PASSAGE CITÉ:
----------------------------------------

Des images sont parues d'Abou Fadek, qui a remplacé le défunt chef adjoint des Hachd al-Chaabi, Abou Mahdi al-Muhandis, en train de superviser les dommages causés par les attaques américaines à al-Qaim, aux côtés de Mohsen al-Mandalaoui, président par intérim du Parlement irakien. 

Abou Fadek n'est pas connu pour faire des déclarations, donner des interviews ou des discours et il est impossible de lire dans ses pensées. En tant que chef du PMU, il coordonnera avec al-Sudani le retrait des forces américaines.

Dans un message publié sur les réseaux sociaux, Nouri al-Maliki, le chef de la Coalition pour l'État de droit au Parlement irakien et ancien Premier ministre, a estimé que « l'agression américaine contre la souveraineté de l'Irak et le meurtre de sang froid de ses fils se sont reproduits d'une manière sans précédent, sans aucune retenue de la part de la communauté internationale ».

Le général Yahya Rasoul, conseiller d'al-Sudani, a déclaré que les frappes américaines ont eu lieu « à un moment où l'Irak s'efforce d'assurer la stabilité de la région ».

Alors que la grogne monte, les parlementaires sont sous pression pour mettre en œuvre la résolution 18 - adoptée en 2020 suite à l'assassinat du lieutenant-général Qassem Soleimani et d'al-Muhandis - qui exige le retrait de toutes les forces étrangères du territoire irakien. 

Washington prétend qu’il ne cherche pas l’escalade dans la région, mais les bombardements de la région proche de la frontière irako-syrienne ne sont certes pas un moyen d'apaiser les tensions.

La Maison Blanche n'a pas tardé à affirmer que des « miliciens soutenus par l'Iran » étaient à l'origine de l'attaque contre la « Tower 22 ». Pourtant, lors des cérémonies funéraires de dimanche, les cercueils des soldats morts étaient enveloppés de drapeaux irakiens et des personnes endeuillées tenaient en main des photos du martyr irakien al-Muhandis. Al-Fayadh a conclu son discours en promettant de ne pas décevoir la plus haute autorité religieuse irakienne, l'Ayatollah Sayyed Ali al-Sistani, dans la ville sainte de Najaf.

----------------------------------------

Extraits de lignes de segmentation

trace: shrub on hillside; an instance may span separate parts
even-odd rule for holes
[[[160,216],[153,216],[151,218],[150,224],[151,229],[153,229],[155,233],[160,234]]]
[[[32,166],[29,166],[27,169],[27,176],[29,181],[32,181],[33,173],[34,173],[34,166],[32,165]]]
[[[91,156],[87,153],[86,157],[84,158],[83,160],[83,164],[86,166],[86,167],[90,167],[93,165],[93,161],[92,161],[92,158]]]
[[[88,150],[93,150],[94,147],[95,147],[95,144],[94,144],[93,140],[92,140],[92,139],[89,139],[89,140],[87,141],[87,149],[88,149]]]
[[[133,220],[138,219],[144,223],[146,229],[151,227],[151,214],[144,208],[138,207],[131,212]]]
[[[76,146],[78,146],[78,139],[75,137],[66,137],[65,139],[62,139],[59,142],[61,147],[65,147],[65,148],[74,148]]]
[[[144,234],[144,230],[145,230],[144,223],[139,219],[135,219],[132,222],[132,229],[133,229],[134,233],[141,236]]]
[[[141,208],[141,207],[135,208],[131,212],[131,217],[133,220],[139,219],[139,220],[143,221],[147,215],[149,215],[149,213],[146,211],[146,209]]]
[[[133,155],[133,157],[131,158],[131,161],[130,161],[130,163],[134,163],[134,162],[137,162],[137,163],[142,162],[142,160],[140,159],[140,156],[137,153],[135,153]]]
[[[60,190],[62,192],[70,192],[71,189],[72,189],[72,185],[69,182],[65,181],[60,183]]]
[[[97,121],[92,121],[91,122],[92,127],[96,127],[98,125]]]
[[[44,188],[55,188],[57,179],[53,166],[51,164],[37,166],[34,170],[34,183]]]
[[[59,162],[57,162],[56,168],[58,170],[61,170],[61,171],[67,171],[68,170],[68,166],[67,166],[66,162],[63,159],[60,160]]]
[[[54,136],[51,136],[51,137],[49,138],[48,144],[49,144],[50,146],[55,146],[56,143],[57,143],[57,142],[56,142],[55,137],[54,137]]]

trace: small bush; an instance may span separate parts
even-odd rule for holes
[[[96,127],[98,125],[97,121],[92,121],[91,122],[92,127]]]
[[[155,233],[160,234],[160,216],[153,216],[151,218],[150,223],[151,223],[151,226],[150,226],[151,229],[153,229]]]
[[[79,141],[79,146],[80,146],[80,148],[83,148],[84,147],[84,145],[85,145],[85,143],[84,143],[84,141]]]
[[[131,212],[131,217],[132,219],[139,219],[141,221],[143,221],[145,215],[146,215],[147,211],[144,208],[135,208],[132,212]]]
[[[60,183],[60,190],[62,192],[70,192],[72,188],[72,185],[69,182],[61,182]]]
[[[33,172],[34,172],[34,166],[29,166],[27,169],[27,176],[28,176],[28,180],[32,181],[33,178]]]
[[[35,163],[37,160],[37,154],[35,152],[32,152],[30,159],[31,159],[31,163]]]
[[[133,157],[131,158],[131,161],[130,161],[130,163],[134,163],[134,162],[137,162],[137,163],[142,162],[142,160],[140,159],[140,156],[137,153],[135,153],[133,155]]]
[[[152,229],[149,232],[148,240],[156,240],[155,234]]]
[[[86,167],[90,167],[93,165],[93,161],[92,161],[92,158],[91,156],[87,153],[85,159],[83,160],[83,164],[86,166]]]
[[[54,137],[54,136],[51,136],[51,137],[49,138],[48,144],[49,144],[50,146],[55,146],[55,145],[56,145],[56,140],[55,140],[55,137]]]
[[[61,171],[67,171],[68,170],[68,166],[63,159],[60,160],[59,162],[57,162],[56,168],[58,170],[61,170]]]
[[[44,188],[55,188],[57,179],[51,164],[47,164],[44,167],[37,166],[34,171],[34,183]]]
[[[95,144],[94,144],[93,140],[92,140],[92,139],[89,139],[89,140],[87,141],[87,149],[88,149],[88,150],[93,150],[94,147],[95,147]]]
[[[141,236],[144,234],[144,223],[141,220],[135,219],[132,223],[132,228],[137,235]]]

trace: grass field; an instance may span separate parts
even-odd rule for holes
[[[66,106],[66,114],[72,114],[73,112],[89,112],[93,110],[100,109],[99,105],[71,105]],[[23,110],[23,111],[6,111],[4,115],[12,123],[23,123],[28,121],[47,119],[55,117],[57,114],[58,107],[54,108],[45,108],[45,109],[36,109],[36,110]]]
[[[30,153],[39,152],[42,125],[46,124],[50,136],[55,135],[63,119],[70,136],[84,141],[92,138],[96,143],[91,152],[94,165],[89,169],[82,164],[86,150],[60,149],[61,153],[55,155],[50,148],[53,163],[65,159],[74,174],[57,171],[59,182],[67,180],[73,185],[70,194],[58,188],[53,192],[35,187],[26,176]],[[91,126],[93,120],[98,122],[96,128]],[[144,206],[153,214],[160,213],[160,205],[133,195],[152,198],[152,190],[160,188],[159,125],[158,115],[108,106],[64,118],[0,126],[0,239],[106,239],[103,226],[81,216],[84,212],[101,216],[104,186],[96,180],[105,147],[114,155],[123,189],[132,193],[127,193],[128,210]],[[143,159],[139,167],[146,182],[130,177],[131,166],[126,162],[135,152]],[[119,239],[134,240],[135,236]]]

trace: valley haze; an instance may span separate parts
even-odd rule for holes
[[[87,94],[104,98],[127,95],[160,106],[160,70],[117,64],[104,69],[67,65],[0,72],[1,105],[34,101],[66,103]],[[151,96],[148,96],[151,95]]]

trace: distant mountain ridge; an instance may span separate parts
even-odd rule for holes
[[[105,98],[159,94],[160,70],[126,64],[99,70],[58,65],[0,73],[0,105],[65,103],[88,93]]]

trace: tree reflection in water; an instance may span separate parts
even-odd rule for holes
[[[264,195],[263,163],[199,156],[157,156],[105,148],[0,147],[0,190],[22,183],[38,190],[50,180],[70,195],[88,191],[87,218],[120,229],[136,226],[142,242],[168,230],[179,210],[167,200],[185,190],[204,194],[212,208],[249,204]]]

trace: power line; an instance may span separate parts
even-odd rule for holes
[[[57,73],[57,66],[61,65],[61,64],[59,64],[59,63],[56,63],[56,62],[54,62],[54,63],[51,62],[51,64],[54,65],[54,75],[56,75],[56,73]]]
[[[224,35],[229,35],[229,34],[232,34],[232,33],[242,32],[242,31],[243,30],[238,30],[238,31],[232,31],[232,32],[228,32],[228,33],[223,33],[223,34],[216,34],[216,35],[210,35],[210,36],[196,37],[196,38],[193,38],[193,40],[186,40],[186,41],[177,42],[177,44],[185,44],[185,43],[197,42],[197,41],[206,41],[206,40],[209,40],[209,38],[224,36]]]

----------------------------------------

PROBLÈME POSÉ 1: Indiquez si chacune des affirmations suivantes concorde avec le passage cité. Répondez par oui ou par non et citez exactement les mots du passage qui tranchent la question. (a) Abou Fadek a succédé à Abou Mahdi al-Muhandis. (b) La résolution 18 a été adoptée en 2022. (c) Abou Fadek est connu pour ses nombreux discours.
PROBLÈME POSÉ 2: Modifiez toutes les lignes de données, de celle qui contient « trace: power line; » jusqu'à la dernière incluse, en remplaçant « even-odd rule » par « nonzero rule » sans rien changer d'autre. Donnez uniquement ces lignes.
Ces lignes n'ont aucun rapport avec le passage cité.

RÉPONSE FINALE 1:
(a) Oui : « Abou Fadek, qui a remplacé le défunt chef adjoint des Hachd al-Chaabi, Abou Mahdi al-Muhandis ».
(b) Non : « adoptée en 2020 ».
(c) Non : « Abou Fadek n'est pas connu pour faire des déclarations, donner des interviews ou des discours ».

RÉPONSE FINALE 2:
trace: power line; an instance may span separate parts
nonzero rule for holes
[[[57,73],[57,66],[61,65],[61,64],[59,64],[59,63],[56,63],[56,62],[54,62],[54,63],[51,62],[51,64],[54,65],[54,75],[56,75],[56,73]]]
[[[224,35],[229,35],[229,34],[232,34],[232,33],[242,32],[242,31],[243,30],[238,30],[238,31],[232,31],[232,32],[228,32],[228,33],[223,33],[223,34],[216,34],[216,35],[210,35],[210,36],[196,37],[196,38],[193,38],[193,40],[186,40],[186,41],[177,42],[177,44],[185,44],[185,43],[197,42],[197,41],[206,41],[206,40],[209,40],[209,38],[224,36]]]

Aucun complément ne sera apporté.